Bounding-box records
%%

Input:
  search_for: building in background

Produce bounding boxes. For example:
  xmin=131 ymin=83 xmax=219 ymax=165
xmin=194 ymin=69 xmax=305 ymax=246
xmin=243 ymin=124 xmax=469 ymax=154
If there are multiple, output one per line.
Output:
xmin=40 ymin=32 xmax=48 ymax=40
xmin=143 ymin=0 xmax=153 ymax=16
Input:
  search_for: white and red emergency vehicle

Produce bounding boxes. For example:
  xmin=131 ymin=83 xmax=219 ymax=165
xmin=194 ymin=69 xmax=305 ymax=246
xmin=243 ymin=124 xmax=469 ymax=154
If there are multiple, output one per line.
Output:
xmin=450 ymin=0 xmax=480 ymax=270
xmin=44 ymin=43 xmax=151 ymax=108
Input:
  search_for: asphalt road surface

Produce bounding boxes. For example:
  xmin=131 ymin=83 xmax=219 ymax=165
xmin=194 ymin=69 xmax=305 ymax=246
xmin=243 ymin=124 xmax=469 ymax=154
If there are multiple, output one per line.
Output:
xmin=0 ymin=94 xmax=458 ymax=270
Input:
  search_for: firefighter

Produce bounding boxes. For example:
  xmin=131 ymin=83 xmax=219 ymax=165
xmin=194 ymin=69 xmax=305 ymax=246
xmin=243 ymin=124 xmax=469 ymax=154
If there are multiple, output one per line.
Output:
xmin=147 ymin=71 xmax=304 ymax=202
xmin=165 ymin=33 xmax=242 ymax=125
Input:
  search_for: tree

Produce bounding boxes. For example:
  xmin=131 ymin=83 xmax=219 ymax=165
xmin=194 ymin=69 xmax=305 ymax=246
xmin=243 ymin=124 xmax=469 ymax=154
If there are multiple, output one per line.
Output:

%%

Work to be completed
Copy out all of the lines above with no changes at all.

The solution
Input:
  search_for: building in background

Produce bounding boxes. For example:
  xmin=131 ymin=83 xmax=219 ymax=165
xmin=194 ymin=69 xmax=305 ymax=246
xmin=243 ymin=124 xmax=469 ymax=154
If there are multiple, output one per line.
Output:
xmin=40 ymin=32 xmax=48 ymax=40
xmin=143 ymin=0 xmax=153 ymax=16
Input:
  search_for: white and red emergency vehicle

Produce bounding boxes. For example:
  xmin=131 ymin=83 xmax=219 ymax=165
xmin=194 ymin=69 xmax=305 ymax=246
xmin=243 ymin=124 xmax=469 ymax=154
If there are multiple, output one per line.
Output:
xmin=450 ymin=0 xmax=480 ymax=270
xmin=44 ymin=43 xmax=151 ymax=108
Input:
  search_for: asphalt road surface

Produce bounding boxes. For example:
  xmin=131 ymin=83 xmax=219 ymax=165
xmin=194 ymin=69 xmax=305 ymax=246
xmin=243 ymin=124 xmax=469 ymax=154
If there are multiple, output one per line.
Output:
xmin=0 ymin=94 xmax=458 ymax=270
Input:
  search_for: firefighter

Produce bounding boxes. For example:
  xmin=131 ymin=83 xmax=219 ymax=165
xmin=194 ymin=69 xmax=305 ymax=246
xmin=243 ymin=124 xmax=469 ymax=154
If there are multiple, output one per line.
Output:
xmin=147 ymin=71 xmax=304 ymax=202
xmin=165 ymin=33 xmax=242 ymax=125
Input:
  search_for: tree

Produce bounding boxes. For example:
  xmin=131 ymin=83 xmax=219 ymax=165
xmin=194 ymin=69 xmax=305 ymax=246
xmin=243 ymin=124 xmax=469 ymax=154
If there are multiple, output one per line.
Output:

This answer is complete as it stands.